- [Task description]: Reproduce every one of the items below unchanged except that "pointer pins" is swapped for "pointer marks" wherever it occurs.
= = = = =
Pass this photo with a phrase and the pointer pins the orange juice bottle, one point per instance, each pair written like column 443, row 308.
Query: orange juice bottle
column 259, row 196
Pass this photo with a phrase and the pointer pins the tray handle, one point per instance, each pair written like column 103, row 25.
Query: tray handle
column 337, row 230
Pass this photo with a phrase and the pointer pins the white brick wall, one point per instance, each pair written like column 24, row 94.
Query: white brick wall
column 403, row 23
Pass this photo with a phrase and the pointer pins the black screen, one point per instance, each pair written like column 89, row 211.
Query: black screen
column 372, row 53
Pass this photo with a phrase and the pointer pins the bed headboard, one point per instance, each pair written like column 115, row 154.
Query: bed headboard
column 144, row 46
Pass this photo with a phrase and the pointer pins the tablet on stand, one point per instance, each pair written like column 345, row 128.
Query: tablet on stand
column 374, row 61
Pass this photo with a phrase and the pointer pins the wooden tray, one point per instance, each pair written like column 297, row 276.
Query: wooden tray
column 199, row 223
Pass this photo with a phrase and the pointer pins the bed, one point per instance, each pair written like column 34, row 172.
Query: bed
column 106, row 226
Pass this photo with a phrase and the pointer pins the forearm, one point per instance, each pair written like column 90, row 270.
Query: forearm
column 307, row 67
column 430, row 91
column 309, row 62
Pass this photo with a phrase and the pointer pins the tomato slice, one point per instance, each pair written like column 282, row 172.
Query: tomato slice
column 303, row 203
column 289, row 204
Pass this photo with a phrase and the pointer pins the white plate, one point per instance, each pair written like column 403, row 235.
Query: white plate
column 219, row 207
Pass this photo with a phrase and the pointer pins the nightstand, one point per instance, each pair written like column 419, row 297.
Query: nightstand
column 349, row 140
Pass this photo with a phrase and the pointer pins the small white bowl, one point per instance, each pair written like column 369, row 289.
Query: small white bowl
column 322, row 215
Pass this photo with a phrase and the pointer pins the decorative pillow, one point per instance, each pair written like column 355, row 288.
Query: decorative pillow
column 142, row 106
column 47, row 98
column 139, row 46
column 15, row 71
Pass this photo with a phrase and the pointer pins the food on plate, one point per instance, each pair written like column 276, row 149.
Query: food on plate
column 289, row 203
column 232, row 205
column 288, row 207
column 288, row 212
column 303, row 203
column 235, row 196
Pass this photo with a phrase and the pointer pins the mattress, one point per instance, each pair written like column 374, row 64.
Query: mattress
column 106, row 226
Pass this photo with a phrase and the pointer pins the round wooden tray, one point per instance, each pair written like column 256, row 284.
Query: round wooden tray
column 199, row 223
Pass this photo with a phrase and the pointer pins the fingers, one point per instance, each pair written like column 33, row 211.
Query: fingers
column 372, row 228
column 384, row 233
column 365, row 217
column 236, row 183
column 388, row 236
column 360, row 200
= = = = =
- [Solution to the problem]:
Pass this photo with a phrase and the pointer marks the orange juice bottle, one point per instance, each pair written like column 443, row 308.
Query: orange juice bottle
column 259, row 196
Pass this photo with a phrase and the pointer marks the tray handle, one point per instance, each pair written like column 103, row 25.
Query: tray handle
column 337, row 230
Pass this photo with a phrase and the pointer marks the white brick wall, one point per instance, each pair written like column 24, row 94.
Query: white brick wall
column 403, row 23
Pass this photo with a phrase and the pointer marks the black screen, one point per instance, each pair written like column 89, row 211.
Query: black screen
column 372, row 53
Pass this photo with a phrase and the pointer marks the bed headboard, one point per instance, each pair written like column 115, row 154.
Query: bed headboard
column 144, row 46
Pass this photo with a phrase and the pointer marks the tablet on stand, one point per instance, each pair written like column 345, row 128.
Query: tablet on stand
column 374, row 61
Pass this photo with a phrase and the pointer marks the wooden tray, one point per instance, each pair written like column 297, row 276.
Query: wooden tray
column 199, row 223
Pass this photo with a phrase and the pointer marks the bed, one point per instance, each pair written like column 34, row 172.
Query: bed
column 106, row 226
Pass this photo with a phrase and the pointer marks the forearm, one point per instance, each pair written like column 90, row 270.
Query: forearm
column 307, row 67
column 430, row 91
column 309, row 62
Pass this photo with a phrase and the pointer marks the tomato slice, one point per instance, each pair written like column 282, row 172.
Query: tomato slice
column 303, row 203
column 289, row 204
Pass this photo with a phrase and the pointer marks the white plate, one point per instance, each pair written like column 403, row 235.
Query: white plate
column 219, row 207
Pass this photo with a phrase and the pointer marks the nightstand, one point per instance, each pair written like column 419, row 297.
Query: nightstand
column 349, row 140
Pass this photo with a phrase and the pointer marks the small white bowl, one point per instance, each pair written like column 369, row 289.
Query: small white bowl
column 322, row 215
Pass this photo with a phrase and the pointer marks the decorative pillow, one point per instance, each pair written like column 355, row 288.
Query: decorative pillow
column 142, row 106
column 47, row 98
column 139, row 46
column 15, row 71
Pass this photo with a phrase and the pointer marks the food on plate, one point per instance, each pair written like column 276, row 149.
Query: food on plate
column 289, row 203
column 232, row 205
column 288, row 207
column 288, row 212
column 303, row 203
column 235, row 196
Pass this photo with a phrase and the pointer marks the mattress, one point per instance, each pair written like column 374, row 64.
Query: mattress
column 106, row 226
Pass this photo with a phrase and the pointer marks the round wooden tray, one point per instance, each pair written like column 256, row 284.
Query: round wooden tray
column 199, row 223
Pass this photo with a phrase and the pointer marks the fingers, one point per instance, each pair written like column 33, row 211.
Query: fingers
column 372, row 228
column 384, row 233
column 365, row 217
column 236, row 183
column 388, row 236
column 360, row 200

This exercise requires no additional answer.